> **Objective**: Extract every one of the lines below verbatim, leaving out the pictures.

> **Listing**:

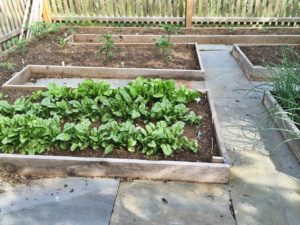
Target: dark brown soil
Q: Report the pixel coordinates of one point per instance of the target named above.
(267, 55)
(185, 31)
(47, 52)
(206, 141)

> **Complete response**:
Target: dark brown soil
Q: Report the pixel coordinates of one point per instance of the target named above.
(267, 55)
(185, 31)
(47, 52)
(206, 141)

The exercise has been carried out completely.